──────── Exercise passage

Zoos and aquaria deliver missing information critical to sustaining biodiversity

In an era of always-on information, it is surprising how little we know about key biological aspects of animal species worldwide. A paper published this week in the Proceedings of the National Academy of Sciences (PNAS) reveals that fundamental pieces of information, such as fertility and survival rates - the building blocks of how populations persist - are missing from global data for more than 98 percent of known species of mammals, birds, reptiles, and amphibians. 

This is a gap with far-reaching implications, since conservationists fight to save species from extinction. Predicting when species are at risk, and how best to bolster populations, requires knowing when individuals reproduce, how many offsprings survive to adolescence, and how long adults live.

A multidisciplinary team led by researchers from the Interdisciplinary Center on Population Dynamics, Oxford, the Max Planck Institute for Demographic Research, the University of Southern Denmark and Species360 Conservation Science Alliance, with participants from additional 19 institutions, believes we know more than we think. To measure available data, and identify gaps, they developed a Species Knowledge Index (SKI) that classifies available demographic information for 33,177 known species of mammals, birds, reptiles and amphibians.

Associate Professor, Rob Salguero-Gomez, said: ‘What’s has been a truly eye-opening experience in this project has been to realise that we don’t actually have a lot of demographic information in the wild from many animal groups. For instance, from my experience leading the COMADRE Animal Matrix Database, I’ve come to work very closely with mammal and bird demographers, who publish quite frequently on long-term demographic datasets of extremely interesting species like Soay sheep, roe deer, yellow-bellied marmot and blue tits.

However, a lot of the demographic efforts in animal natural populations are focused on just a handful of these species. In my group, we are overcoming this by studying ‘anything that moves and that doesn’t’ from albatrosses, to corals and sponges, mistletoes, carnivorous plants, living rocks (Lithops) and flatworms (and occasionally humans too).

Turning first to go-to global sources of information, the index registers comprehensive birth and death rates for just 1.3 percent of land-vertebrate species. The map of the index shows that there quadrants representing whole orders of species remained largely blank.

The “aha” moment came when researchers added a previously untapped source, the Zoological Information Management System (ZIMS), curated by wildlife professionals at nearly 1,200 zoos, aquaria, refuge, research, and education centres in 96 countries. In one fell swoop, ZIMS boosted the Species Knowledge Index eightfold for comprehensive life table data used to assess populations and delivered a 73 percent gain in what we know about the age when individuals begin to reproduce – at least under optimal conditions captivity.

Lead researcher and Conservation Science Alliance director Dalia A. Conde, said: ‘Adding ZIMS was like turning on the lights in an otherwise very dim room. Class by class, from mammals through amphibians, saw large blank spaces fill with points representing usable data.’

Zoos and aquaria started member-driven nonprofit Species360 more than 40 years to facilitate sharing husbandry and medical information for animals in their care. Today, nearly 1,200 institutional members of Species360 collaborate to curate and share the world’s largest set of wildlife data.

The study, ‘Data gaps and opportunities for comparative and conservation biology’, suggests a value far beyond the data itself. As Conservation Science Alliance and other researchers apply analytics to data aggregated across global sources, including ZIMS, they glean insights that impact outcomes for species in danger of extinction. Moreover, this can provide key insights for comparative and evolutionary biology, such as understanding the evolution of ageing.

────────────────

Activity: Reproduce the zoo data article word for word, everything from "Zoos and aquaria started" down to "evolution of ageing.".

──────── Study material

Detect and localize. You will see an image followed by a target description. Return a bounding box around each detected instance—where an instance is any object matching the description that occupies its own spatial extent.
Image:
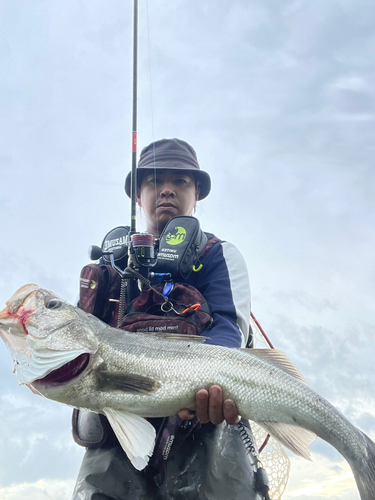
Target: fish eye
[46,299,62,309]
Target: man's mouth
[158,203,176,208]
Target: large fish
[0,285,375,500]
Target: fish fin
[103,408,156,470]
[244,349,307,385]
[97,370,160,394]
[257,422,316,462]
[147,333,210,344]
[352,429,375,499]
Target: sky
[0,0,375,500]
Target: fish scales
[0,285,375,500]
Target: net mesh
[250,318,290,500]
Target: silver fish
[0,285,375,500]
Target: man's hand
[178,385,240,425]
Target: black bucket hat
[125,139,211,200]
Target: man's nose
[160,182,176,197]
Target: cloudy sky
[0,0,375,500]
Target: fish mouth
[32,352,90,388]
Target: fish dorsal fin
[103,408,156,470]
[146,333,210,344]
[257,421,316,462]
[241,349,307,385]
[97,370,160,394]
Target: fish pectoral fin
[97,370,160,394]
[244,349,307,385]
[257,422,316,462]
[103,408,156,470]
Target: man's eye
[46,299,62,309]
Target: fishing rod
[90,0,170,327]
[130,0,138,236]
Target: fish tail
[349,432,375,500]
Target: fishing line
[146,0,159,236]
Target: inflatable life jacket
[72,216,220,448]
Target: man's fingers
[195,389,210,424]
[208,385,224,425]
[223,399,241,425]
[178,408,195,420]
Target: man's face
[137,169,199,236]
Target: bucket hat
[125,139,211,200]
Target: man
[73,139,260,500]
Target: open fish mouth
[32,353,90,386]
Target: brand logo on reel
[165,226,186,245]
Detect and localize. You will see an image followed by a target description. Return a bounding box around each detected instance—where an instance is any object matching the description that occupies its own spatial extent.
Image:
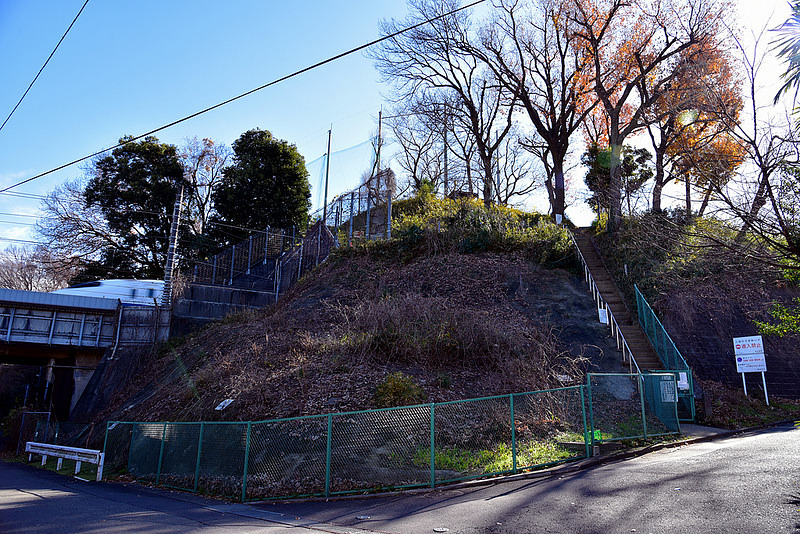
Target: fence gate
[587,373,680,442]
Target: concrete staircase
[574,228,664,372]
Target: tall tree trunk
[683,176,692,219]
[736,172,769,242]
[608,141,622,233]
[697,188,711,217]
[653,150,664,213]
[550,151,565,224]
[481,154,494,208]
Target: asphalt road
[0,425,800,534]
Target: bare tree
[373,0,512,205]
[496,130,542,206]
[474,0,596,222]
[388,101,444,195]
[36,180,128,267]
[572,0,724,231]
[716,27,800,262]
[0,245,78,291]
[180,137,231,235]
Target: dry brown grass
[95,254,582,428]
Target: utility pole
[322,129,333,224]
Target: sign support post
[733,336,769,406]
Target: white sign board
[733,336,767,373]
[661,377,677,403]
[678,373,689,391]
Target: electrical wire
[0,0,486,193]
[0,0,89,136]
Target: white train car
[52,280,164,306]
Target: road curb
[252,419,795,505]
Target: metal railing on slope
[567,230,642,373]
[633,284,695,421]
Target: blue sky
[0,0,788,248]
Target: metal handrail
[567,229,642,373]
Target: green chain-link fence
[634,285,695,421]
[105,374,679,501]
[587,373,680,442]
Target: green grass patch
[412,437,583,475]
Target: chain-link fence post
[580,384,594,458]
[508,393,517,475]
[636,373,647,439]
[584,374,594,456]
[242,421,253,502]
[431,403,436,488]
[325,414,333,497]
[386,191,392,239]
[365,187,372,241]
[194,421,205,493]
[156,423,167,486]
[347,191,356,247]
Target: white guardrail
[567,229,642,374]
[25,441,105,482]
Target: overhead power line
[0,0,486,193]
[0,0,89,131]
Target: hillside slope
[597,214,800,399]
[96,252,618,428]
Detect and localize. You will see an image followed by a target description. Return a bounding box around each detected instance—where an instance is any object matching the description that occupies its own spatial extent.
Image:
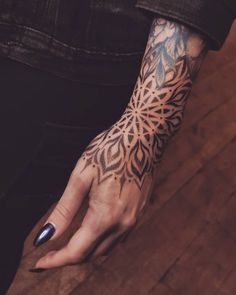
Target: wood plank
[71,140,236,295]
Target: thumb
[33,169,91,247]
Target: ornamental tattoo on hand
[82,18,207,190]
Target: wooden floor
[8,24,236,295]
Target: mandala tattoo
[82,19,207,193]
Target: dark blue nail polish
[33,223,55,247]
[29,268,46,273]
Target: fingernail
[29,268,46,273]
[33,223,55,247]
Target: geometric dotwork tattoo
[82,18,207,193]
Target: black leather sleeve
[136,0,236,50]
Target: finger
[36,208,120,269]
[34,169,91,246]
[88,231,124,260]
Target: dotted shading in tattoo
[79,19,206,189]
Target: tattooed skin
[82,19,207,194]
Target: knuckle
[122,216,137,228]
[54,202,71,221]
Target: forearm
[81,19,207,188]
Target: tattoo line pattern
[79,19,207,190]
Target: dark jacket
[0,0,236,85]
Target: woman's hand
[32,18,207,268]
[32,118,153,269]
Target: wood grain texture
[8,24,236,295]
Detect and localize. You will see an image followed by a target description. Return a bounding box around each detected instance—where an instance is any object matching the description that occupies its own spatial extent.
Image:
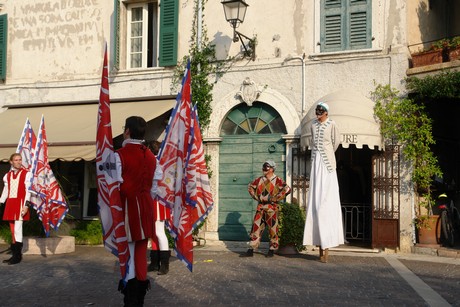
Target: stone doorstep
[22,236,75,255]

────────────────

Output for this exercise:
Zoos and aquaria started member-driven nonprofit Species360 more than 40 years to facilitate sharing husbandry and medical information for animals in their care. Today, nearly 1,200 institutional members of Species360 collaborate to curate and share the world’s largest set of wildlife data.

The study, ‘Data gaps and opportunities for comparative and conservation biology’, suggests a value far beyond the data itself. As Conservation Science Alliance and other researchers apply analytics to data aggregated across global sources, including ZIMS, they glean insights that impact outcomes for species in danger of extinction. Moreover, this can provide key insights for comparative and evolutionary biology, such as understanding the evolution of ageing.